● **Supplied records**:
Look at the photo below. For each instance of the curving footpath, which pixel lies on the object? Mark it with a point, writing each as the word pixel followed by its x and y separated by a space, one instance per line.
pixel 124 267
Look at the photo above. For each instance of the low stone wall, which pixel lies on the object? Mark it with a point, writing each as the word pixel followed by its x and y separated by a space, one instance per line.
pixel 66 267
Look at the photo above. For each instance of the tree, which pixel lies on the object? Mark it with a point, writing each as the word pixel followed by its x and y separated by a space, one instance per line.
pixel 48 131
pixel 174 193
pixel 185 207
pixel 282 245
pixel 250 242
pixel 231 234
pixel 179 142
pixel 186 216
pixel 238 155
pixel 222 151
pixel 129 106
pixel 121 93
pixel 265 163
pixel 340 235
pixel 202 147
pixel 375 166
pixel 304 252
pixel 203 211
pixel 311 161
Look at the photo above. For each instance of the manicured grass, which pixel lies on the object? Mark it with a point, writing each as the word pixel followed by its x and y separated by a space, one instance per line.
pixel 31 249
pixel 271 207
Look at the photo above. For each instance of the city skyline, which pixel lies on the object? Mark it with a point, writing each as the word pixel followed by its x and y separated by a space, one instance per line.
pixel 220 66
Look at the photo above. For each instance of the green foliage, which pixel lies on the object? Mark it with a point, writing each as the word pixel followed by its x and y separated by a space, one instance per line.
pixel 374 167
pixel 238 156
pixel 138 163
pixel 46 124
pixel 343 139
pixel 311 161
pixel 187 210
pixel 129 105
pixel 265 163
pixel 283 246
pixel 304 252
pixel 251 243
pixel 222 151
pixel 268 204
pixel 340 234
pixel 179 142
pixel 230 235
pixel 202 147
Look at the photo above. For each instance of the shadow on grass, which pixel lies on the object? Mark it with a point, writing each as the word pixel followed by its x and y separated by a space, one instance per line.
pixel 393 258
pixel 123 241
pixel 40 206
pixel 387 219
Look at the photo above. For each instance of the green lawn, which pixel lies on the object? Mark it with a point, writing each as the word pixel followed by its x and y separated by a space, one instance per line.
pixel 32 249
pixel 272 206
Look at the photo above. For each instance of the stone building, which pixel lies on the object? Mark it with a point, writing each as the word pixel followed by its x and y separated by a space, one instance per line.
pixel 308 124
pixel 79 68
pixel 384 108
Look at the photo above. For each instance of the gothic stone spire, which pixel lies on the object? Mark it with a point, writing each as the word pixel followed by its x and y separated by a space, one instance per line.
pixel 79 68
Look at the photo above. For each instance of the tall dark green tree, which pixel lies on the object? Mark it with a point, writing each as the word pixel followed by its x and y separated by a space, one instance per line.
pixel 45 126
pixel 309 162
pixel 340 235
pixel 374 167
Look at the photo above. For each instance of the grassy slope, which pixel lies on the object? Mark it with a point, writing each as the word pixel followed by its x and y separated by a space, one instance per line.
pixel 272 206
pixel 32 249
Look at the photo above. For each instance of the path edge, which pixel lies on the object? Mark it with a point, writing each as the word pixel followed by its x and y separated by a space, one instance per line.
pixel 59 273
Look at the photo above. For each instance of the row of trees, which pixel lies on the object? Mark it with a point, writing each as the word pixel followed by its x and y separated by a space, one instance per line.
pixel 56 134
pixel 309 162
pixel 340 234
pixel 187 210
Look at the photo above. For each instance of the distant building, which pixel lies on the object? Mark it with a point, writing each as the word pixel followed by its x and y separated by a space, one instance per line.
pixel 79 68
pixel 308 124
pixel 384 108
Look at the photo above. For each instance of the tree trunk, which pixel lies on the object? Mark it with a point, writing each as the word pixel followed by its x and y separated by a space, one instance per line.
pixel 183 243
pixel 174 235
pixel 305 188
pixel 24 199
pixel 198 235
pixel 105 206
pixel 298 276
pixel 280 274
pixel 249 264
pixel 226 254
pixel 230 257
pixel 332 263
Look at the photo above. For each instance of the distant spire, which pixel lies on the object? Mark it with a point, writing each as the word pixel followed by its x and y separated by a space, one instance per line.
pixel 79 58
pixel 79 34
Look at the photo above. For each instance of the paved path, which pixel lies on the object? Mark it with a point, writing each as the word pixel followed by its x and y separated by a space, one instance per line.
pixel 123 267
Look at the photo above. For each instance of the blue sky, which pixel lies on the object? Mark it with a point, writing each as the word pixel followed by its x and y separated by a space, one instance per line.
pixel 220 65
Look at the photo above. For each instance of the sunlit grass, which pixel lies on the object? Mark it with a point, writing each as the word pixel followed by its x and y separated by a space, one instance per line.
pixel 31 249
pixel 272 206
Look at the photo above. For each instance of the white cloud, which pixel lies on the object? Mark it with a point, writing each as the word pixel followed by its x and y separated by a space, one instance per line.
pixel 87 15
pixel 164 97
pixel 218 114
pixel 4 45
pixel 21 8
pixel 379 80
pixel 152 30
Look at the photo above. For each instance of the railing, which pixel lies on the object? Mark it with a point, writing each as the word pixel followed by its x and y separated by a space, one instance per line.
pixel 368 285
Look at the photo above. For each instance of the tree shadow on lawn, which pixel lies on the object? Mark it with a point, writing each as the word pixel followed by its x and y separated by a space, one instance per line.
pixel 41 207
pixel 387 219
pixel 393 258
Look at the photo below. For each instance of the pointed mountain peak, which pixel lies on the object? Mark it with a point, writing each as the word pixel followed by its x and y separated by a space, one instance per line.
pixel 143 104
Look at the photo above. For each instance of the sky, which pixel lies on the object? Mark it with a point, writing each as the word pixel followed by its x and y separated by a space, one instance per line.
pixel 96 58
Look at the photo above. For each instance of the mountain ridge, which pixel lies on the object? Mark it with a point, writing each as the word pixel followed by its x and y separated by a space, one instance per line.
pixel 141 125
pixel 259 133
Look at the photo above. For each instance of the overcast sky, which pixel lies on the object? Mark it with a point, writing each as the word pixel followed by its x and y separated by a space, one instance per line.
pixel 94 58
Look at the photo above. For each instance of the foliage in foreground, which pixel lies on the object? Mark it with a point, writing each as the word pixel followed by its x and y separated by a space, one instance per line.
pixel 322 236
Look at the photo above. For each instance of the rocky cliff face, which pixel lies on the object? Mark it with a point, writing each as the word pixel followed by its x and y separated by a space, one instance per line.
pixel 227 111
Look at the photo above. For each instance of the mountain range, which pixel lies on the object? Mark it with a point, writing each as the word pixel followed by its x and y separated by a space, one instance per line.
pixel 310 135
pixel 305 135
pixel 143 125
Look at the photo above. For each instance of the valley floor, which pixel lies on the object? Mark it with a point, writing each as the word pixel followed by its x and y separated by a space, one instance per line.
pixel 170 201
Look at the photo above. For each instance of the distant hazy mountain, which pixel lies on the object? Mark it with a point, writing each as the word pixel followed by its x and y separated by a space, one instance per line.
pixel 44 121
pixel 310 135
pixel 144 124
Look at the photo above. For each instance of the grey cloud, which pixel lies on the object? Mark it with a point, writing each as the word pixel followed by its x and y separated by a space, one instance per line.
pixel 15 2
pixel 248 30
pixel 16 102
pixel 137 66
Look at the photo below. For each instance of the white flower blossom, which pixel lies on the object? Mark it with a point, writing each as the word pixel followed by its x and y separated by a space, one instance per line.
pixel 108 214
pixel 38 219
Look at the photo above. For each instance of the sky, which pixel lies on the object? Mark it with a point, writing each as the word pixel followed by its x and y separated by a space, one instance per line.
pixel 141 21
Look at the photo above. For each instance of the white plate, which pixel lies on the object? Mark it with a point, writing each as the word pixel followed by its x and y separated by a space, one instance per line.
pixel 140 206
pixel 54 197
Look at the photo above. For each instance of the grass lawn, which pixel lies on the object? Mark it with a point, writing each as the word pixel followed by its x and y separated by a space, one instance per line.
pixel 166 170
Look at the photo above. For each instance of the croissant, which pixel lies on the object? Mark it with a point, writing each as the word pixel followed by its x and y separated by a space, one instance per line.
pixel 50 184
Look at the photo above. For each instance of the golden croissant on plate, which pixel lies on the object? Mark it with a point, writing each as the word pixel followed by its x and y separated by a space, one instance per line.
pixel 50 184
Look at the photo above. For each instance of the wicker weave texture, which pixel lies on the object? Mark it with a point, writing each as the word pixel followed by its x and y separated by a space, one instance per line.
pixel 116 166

● **What you are asked to do**: Copy out the lines from the line containing "Look at the photo below. For each instance of the white" to the end of the listing above, without alteration.

● **Answer to the exercise**:
Look at the photo below. For each instance of the white flower blossom, which pixel lies on the object? Mark it with a point, writing each as the word pixel followed by its x and y separated by a space, one instance per line.
pixel 108 214
pixel 38 219
Look at the photo above. For each instance of the sky, which pixel lies on the object? Mark it with a point, writing each as the word pixel followed by its x and y separated by a space, one instance per line.
pixel 141 21
Look at the photo above. For each instance of the white plate, which pixel lies on the object? Mark it with a point, writing each as the word pixel followed by its x and y separated by a space, one instance per line.
pixel 140 206
pixel 54 197
Look at the photo above. For each instance of the grass lawn, which pixel lies on the object? Mark it with a point, writing each as the word pixel followed by its x and y separated by a space, one instance per line.
pixel 166 170
Look at the photo above. For each instance of the croissant, which pixel lies on the object? Mark it with a point, writing each as the word pixel followed by its x and y separated by a space, one instance per line.
pixel 50 184
Look at the photo above. For each instance of the golden croissant on plate, which pixel lies on the object? Mark it with a point, writing each as the word pixel followed by its x and y separated by a space, one instance per line.
pixel 50 184
Look at the photo above. For each instance of the wicker weave texture, which pixel lies on the object? Mark it with a point, writing each as the word pixel followed by its x and y separated by a space, one instance per line.
pixel 116 166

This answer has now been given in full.